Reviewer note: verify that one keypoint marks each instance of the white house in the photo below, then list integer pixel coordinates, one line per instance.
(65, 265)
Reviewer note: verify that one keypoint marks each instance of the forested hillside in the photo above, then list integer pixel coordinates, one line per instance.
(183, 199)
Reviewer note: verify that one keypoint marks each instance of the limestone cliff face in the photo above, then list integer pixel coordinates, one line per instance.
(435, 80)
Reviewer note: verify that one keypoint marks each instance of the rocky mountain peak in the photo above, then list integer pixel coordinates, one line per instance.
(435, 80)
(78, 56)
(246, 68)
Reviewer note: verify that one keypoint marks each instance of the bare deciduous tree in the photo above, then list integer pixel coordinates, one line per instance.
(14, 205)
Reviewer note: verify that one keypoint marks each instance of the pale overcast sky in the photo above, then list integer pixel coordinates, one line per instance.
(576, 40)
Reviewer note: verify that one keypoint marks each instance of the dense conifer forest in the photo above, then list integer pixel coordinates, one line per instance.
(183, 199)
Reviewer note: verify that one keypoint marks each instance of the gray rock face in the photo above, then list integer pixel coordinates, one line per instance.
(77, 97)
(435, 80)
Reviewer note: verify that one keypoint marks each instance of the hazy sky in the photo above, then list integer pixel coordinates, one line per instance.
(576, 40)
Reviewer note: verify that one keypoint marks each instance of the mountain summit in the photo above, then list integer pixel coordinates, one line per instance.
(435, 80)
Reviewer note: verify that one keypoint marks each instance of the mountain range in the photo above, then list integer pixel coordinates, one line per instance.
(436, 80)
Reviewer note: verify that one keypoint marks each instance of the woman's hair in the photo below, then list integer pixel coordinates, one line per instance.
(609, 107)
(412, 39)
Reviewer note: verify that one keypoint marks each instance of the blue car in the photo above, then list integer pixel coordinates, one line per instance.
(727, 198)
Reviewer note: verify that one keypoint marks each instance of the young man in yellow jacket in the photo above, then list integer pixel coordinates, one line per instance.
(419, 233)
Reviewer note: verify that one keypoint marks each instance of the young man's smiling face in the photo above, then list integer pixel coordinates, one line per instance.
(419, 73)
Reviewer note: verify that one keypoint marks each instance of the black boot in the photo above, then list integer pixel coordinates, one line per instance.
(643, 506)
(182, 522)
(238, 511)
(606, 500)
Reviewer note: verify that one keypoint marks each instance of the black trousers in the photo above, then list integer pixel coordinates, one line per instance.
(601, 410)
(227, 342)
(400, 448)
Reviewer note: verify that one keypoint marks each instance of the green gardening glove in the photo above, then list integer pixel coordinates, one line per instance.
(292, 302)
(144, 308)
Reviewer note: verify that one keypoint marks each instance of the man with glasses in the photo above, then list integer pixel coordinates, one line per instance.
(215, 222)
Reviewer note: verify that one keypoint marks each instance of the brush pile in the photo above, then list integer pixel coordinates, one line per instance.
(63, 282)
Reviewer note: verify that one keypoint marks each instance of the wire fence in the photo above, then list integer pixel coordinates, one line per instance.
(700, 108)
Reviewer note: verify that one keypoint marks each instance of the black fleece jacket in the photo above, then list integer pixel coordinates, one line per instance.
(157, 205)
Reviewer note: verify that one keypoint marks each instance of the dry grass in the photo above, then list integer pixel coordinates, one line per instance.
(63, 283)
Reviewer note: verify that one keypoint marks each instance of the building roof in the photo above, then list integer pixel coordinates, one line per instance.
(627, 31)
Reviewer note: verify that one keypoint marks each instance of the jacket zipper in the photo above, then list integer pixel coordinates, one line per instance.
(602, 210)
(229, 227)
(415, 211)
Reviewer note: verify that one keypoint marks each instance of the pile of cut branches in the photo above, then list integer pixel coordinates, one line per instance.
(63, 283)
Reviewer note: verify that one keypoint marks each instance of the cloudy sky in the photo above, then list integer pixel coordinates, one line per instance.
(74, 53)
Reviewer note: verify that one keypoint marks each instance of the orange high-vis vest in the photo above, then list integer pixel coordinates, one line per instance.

----

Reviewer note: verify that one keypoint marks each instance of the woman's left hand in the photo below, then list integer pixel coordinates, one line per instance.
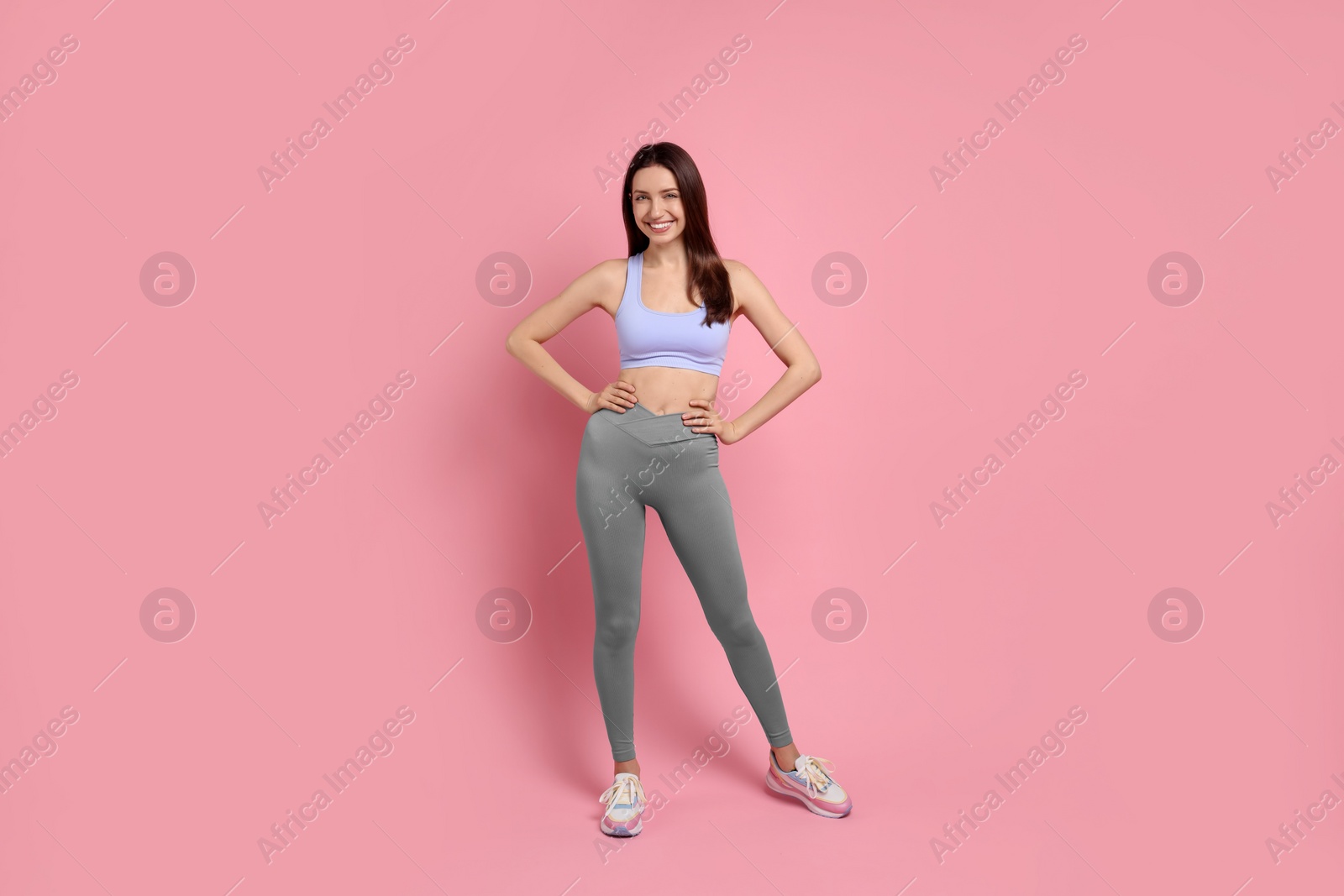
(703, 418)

----

» **AIM OF THE TASK**: How many lines in the data above contain the string "young"? Case matters, and the reply should be only the number.

» **CORRECT RESPONSE**: 2